● **WRITTEN PROBLEM**
Convert every line of the records below into a JSON list of strings, one string per line, leaving out blank lines and the pictures.

— START —

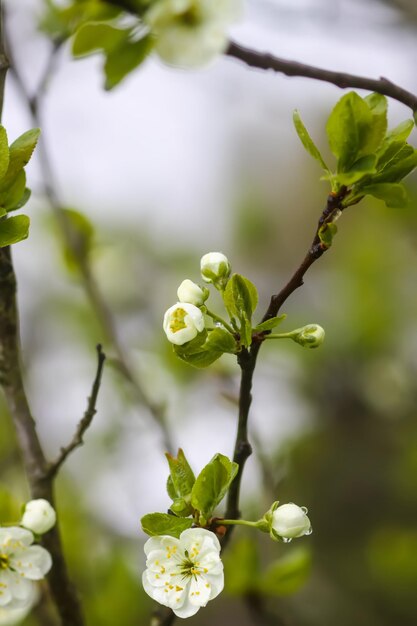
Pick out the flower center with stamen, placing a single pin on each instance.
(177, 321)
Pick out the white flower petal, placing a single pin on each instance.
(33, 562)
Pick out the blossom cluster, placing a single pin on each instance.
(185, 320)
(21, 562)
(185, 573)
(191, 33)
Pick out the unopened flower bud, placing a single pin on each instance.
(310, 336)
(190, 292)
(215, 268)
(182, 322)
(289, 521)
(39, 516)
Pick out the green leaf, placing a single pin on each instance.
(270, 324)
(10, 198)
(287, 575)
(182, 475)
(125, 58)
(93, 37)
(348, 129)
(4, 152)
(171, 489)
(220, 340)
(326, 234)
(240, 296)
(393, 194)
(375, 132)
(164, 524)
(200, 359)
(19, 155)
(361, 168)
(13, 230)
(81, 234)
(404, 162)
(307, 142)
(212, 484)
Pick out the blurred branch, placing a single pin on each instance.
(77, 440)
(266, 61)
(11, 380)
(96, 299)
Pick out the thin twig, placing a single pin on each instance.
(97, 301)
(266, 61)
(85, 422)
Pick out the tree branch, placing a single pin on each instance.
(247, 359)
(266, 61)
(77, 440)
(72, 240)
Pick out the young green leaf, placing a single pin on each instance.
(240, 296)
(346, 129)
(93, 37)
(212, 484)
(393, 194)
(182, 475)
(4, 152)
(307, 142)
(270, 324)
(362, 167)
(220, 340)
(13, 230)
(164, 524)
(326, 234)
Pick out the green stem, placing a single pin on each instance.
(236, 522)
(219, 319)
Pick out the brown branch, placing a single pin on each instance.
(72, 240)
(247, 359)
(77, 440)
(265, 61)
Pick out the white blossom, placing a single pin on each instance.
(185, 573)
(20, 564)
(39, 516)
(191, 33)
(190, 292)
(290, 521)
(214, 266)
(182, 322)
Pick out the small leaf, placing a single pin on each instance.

— END —

● **FULL RESPONSE**
[
  "Pick out the flower center with stamen, placing a single pin on each instance.",
  "(177, 321)",
  "Pick out the white flower petal, placing a single pin on each instance.",
  "(33, 562)",
  "Pick out the blossom cluster, placing a single pin on each instance.",
  "(185, 320)",
  "(21, 562)",
  "(185, 573)",
  "(191, 33)",
  "Pick out the unopened flower bud, placing a single pin on each instance.",
  "(310, 336)",
  "(190, 292)",
  "(215, 268)",
  "(182, 322)",
  "(289, 521)",
  "(39, 516)",
  "Pick out the green leaf, placing a single pin on each instance.",
  "(270, 324)",
  "(10, 198)",
  "(287, 575)",
  "(182, 475)",
  "(125, 58)",
  "(93, 37)",
  "(348, 129)",
  "(4, 152)",
  "(171, 489)",
  "(220, 340)",
  "(326, 234)",
  "(240, 296)",
  "(393, 194)",
  "(375, 132)",
  "(164, 524)",
  "(200, 359)",
  "(19, 155)",
  "(361, 168)",
  "(13, 230)",
  "(81, 234)",
  "(404, 162)",
  "(307, 142)",
  "(212, 484)",
  "Pick out the blurred branch, placing a single pin on each instance.",
  "(77, 440)",
  "(266, 61)",
  "(11, 380)",
  "(96, 299)",
  "Pick out the thin twig, placing a single pin on each instance.",
  "(97, 301)",
  "(266, 61)",
  "(85, 422)",
  "Pick out the tree branch, placing a single pin on each instance.",
  "(247, 359)",
  "(266, 61)",
  "(77, 440)",
  "(72, 240)",
  "Pick out the young green leaf, placing a single pin on each instance.",
  "(240, 296)",
  "(346, 129)",
  "(93, 37)",
  "(212, 484)",
  "(393, 194)",
  "(182, 475)",
  "(4, 152)",
  "(307, 142)",
  "(270, 324)",
  "(362, 167)",
  "(220, 340)",
  "(13, 230)",
  "(164, 524)",
  "(326, 234)",
  "Pick out the green stem, placing a single pin on each instance.",
  "(236, 522)",
  "(219, 319)",
  "Pick out the brown branch, placing a single pin on each instance.",
  "(72, 240)",
  "(247, 359)",
  "(77, 440)",
  "(265, 61)",
  "Pick out the white blossom, placing a single pin on each instance.",
  "(185, 573)",
  "(20, 564)",
  "(39, 516)",
  "(191, 33)",
  "(190, 292)",
  "(290, 521)",
  "(214, 266)",
  "(182, 322)",
  "Pick out the small leaf, placing a single pin on each instance."
]